In the listing below, the answer starts at the line that has "Outline distant mountain." and stops after the line that has "Outline dark cloud."; please repeat that part exactly and nothing more.
━━━━
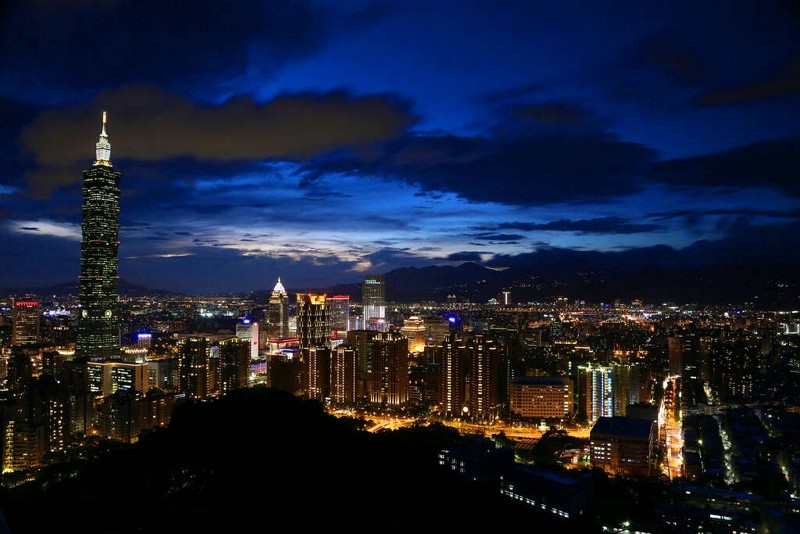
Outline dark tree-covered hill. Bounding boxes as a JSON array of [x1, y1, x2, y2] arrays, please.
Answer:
[[0, 386, 575, 533]]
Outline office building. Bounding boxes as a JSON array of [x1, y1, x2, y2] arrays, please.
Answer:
[[296, 294, 329, 350], [296, 294, 330, 401], [401, 316, 427, 354], [576, 363, 616, 424], [235, 318, 259, 360], [267, 278, 290, 340], [76, 112, 122, 360], [510, 376, 574, 420], [11, 296, 40, 345], [87, 361, 149, 397], [590, 416, 656, 477], [362, 275, 386, 331], [327, 295, 350, 340]]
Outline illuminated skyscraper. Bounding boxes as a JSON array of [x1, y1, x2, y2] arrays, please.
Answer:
[[297, 294, 330, 400], [369, 332, 409, 407], [439, 333, 466, 417], [267, 277, 290, 339], [217, 337, 251, 394], [178, 337, 210, 400], [330, 344, 357, 405], [400, 316, 426, 354], [76, 112, 121, 360], [466, 335, 499, 421], [296, 294, 329, 350], [11, 296, 40, 345], [327, 295, 350, 340], [361, 274, 386, 331], [576, 363, 618, 424], [235, 318, 259, 360]]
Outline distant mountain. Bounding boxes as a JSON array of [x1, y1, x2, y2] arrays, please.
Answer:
[[303, 260, 800, 308], [1, 279, 182, 299]]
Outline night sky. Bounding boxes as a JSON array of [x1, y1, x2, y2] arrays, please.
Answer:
[[1, 1, 799, 294]]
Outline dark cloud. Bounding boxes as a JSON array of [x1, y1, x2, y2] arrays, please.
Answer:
[[19, 227, 39, 231], [479, 83, 545, 104], [468, 233, 525, 241], [483, 217, 661, 235], [695, 55, 800, 106], [649, 208, 800, 221], [511, 102, 600, 129], [620, 31, 709, 87], [0, 0, 334, 104], [305, 129, 656, 206], [20, 86, 415, 196], [652, 139, 800, 196], [121, 245, 364, 294]]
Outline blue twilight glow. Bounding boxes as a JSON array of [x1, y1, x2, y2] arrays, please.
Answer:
[[0, 1, 798, 293]]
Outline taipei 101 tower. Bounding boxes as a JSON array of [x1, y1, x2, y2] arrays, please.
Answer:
[[76, 112, 122, 360]]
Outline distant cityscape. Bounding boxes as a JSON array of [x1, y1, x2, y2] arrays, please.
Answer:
[[1, 115, 800, 533]]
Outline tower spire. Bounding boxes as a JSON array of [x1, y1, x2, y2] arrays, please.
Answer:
[[95, 110, 112, 166]]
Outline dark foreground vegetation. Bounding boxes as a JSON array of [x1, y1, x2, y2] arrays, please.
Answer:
[[0, 386, 583, 533]]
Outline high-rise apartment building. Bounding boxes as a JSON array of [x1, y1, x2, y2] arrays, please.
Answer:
[[76, 112, 121, 360], [439, 333, 465, 417], [576, 363, 614, 424], [11, 296, 40, 345], [361, 275, 386, 331], [346, 329, 379, 401], [369, 332, 409, 407], [178, 337, 210, 400], [217, 337, 251, 394], [330, 345, 357, 405], [466, 335, 498, 421]]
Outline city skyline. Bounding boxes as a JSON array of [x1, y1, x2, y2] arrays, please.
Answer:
[[1, 1, 799, 294]]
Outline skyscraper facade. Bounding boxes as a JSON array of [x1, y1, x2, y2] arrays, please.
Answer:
[[577, 363, 615, 424], [296, 294, 330, 400], [369, 332, 409, 407], [178, 337, 210, 400], [327, 295, 350, 340], [330, 344, 357, 405], [11, 296, 40, 345], [466, 335, 498, 421], [76, 112, 121, 360], [267, 277, 289, 340], [439, 333, 465, 417], [361, 275, 386, 331]]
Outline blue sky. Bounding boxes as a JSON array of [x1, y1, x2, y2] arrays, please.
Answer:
[[1, 0, 799, 294]]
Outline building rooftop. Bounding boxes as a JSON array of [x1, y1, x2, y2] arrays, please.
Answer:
[[591, 416, 653, 438]]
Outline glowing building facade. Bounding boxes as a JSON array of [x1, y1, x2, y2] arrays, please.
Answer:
[[76, 112, 121, 360], [361, 275, 386, 331], [11, 296, 40, 345], [267, 278, 289, 340]]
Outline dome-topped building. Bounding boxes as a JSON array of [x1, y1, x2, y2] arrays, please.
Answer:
[[267, 277, 289, 339]]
━━━━
WRITTEN SOLUTION:
Outline distant mountain. Bounding boxes as a JSON array of [x1, y1, x2, y2] arrays, please.
Answer:
[[303, 260, 800, 308], [1, 279, 182, 299]]
Outline night sky. Bounding boxes as a JSON array of [x1, y1, x2, y2] arrays, please.
Answer:
[[1, 1, 799, 294]]
Outline dark cloud. Bounding boxes as a JSON array of [x1, y1, x2, y2] arrays, please.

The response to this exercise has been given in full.